**Texto citado**
======

A China abriu o mercado à compra de derivados de leite, como leite em pó, queijo e iogurte do Brasil e até leite condensado, informou o Ministério da Agricultura (Mapa) nesta terça-feira (23/7). A medida foi comemorada pela Viva Lácteos, associação do setor, que espera vender ao país asiático, o maior mercado do mundo para produtos lácteos, pelo menos US$ 4,5 milhões até o fim de 2020. Se concretizada, seria uma expansão de pouco menos de 10% das exportações do setor, que somaram US$ 58 milhões no ano passado.
– A estratégia do setor ao mercado chinês será investir na venda de produtos de maior valor agregado, como os queijos – diz Marcelo Costa Martins, diretor-executivo da Viva Lácteos.

======

**Conjunto de registros**
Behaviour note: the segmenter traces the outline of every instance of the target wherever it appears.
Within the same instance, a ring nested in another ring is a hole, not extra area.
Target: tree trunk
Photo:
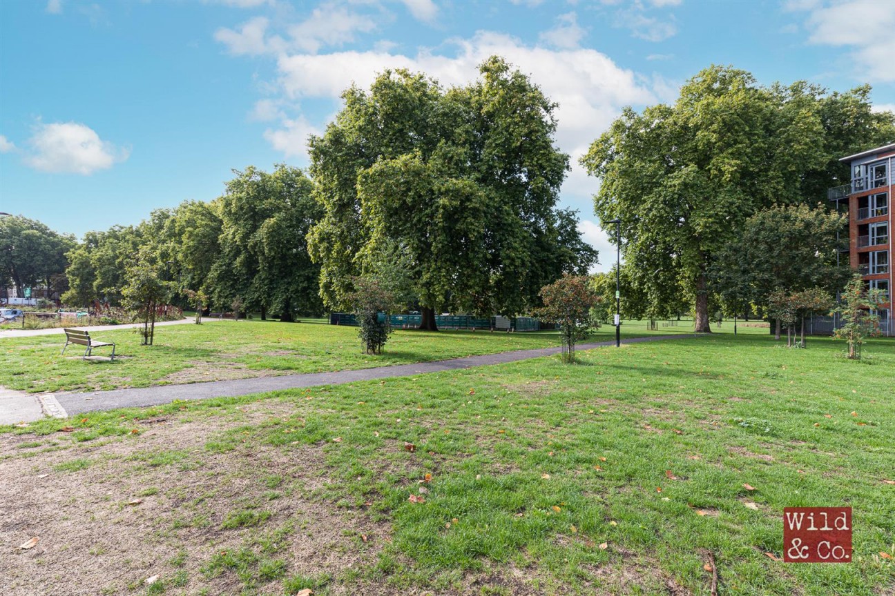
[[[288,298],[286,301],[286,306],[283,306],[283,312],[280,313],[280,323],[294,323],[295,319],[292,315],[292,301]]]
[[[706,288],[705,273],[696,278],[696,308],[694,331],[696,333],[711,333],[712,322],[709,320],[709,292]]]
[[[420,322],[420,331],[437,332],[439,326],[435,323],[435,310],[422,306],[421,312],[422,313],[422,320]]]

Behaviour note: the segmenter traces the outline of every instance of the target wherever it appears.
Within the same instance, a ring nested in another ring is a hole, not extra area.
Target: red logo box
[[[783,561],[851,563],[851,508],[784,508]]]

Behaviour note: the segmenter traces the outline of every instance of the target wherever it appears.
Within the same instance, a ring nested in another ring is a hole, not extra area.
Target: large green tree
[[[765,309],[775,290],[786,295],[823,288],[832,292],[848,279],[837,263],[837,240],[846,216],[823,206],[775,206],[749,217],[736,238],[717,254],[712,278],[728,302]],[[776,335],[780,337],[780,319]]]
[[[320,313],[320,269],[305,239],[320,214],[311,180],[282,164],[272,172],[250,166],[234,173],[220,198],[220,253],[207,281],[215,303],[239,298],[262,318],[269,311],[282,321]]]
[[[874,115],[864,88],[765,88],[712,66],[673,105],[626,109],[582,164],[601,180],[600,219],[621,219],[626,261],[650,272],[651,286],[682,284],[696,331],[708,332],[709,269],[746,219],[775,203],[815,203],[837,183],[837,157],[892,130],[891,113]],[[614,226],[607,231],[614,237]]]
[[[38,284],[53,287],[53,278],[65,271],[65,253],[74,245],[73,237],[37,220],[0,217],[0,285],[12,281],[19,296]]]
[[[325,134],[311,139],[315,197],[309,236],[320,294],[344,308],[353,276],[375,275],[398,246],[423,312],[514,314],[540,289],[595,262],[573,213],[556,207],[568,156],[553,146],[555,104],[491,57],[482,77],[445,91],[387,71],[353,87]]]

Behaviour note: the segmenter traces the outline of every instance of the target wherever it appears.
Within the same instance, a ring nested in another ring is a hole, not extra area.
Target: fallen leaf
[[[34,547],[36,547],[38,545],[38,542],[39,542],[39,541],[40,541],[40,539],[38,538],[37,536],[35,536],[34,538],[32,538],[31,540],[28,541],[27,542],[25,542],[24,544],[22,544],[19,548],[22,549],[23,550],[28,550],[29,549],[33,549]]]

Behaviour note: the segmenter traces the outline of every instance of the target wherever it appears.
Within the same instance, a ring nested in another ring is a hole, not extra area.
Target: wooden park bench
[[[105,348],[106,346],[112,346],[112,360],[115,360],[115,344],[107,341],[97,341],[90,337],[90,334],[87,332],[82,332],[80,329],[65,329],[65,345],[63,346],[62,353],[65,353],[65,348],[68,348],[68,344],[73,343],[79,346],[85,346],[87,349],[84,350],[84,360],[87,357],[92,356],[94,348]]]

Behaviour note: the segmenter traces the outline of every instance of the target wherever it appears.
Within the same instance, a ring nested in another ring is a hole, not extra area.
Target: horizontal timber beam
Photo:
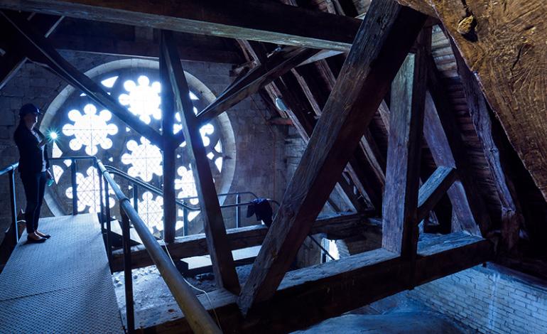
[[[51,43],[57,50],[80,51],[99,55],[120,55],[142,58],[158,58],[159,43],[153,41],[123,41],[110,36],[85,37],[54,34]],[[181,60],[240,64],[242,58],[227,50],[208,49],[181,43],[178,46]]]
[[[4,0],[0,8],[174,31],[347,50],[361,21],[276,1]]]
[[[489,261],[490,242],[464,232],[428,238],[418,247],[416,285],[454,274]],[[215,309],[225,333],[288,333],[337,316],[372,302],[411,289],[408,262],[382,249],[337,261],[289,271],[274,297],[242,318],[236,296],[223,290],[200,298]],[[310,307],[310,306],[315,306]],[[183,315],[149,309],[140,313],[141,325],[154,333],[190,333]]]
[[[274,53],[230,85],[217,99],[202,110],[197,114],[200,123],[210,122],[317,52],[313,49],[289,48]]]
[[[372,2],[242,290],[244,313],[275,293],[426,18]]]
[[[312,228],[311,234],[325,234],[328,239],[336,239],[354,235],[362,230],[381,233],[381,226],[372,220],[367,220],[367,215],[364,213],[333,215],[318,220]],[[268,228],[266,225],[229,229],[227,234],[230,249],[259,246],[262,244],[267,232]],[[159,242],[161,247],[166,247],[164,242]],[[174,242],[168,244],[168,249],[173,259],[209,254],[204,233],[176,238]],[[112,252],[111,261],[113,271],[121,271],[124,269],[124,253],[121,249]],[[151,266],[153,262],[146,249],[142,245],[139,245],[131,247],[131,264],[135,269]]]

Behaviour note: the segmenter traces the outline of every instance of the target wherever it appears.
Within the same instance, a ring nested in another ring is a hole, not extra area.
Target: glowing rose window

======

Edite o trecho da notícia sobre a venda de lácteos à China entre "A China abriu" e "no ano passado.", inclusive, trocando "queijo" por "manteiga". Use apenas a notícia como base.

**Resultado do exercício**
A China abriu o mercado à compra de derivados de leite, como leite em pó, manteiga e iogurte do Brasil e até leite condensado, informou o Ministério da Agricultura (Mapa) nesta terça-feira (23/7). A medida foi comemorada pela Viva Lácteos, associação do setor, que espera vender ao país asiático, o maior mercado do mundo para produtos lácteos, pelo menos US$ 4,5 milhões até o fim de 2020. Se concretizada, seria uma expansão de pouco menos de 10% das exportações do setor, que somaram US$ 58 milhões no ano passado.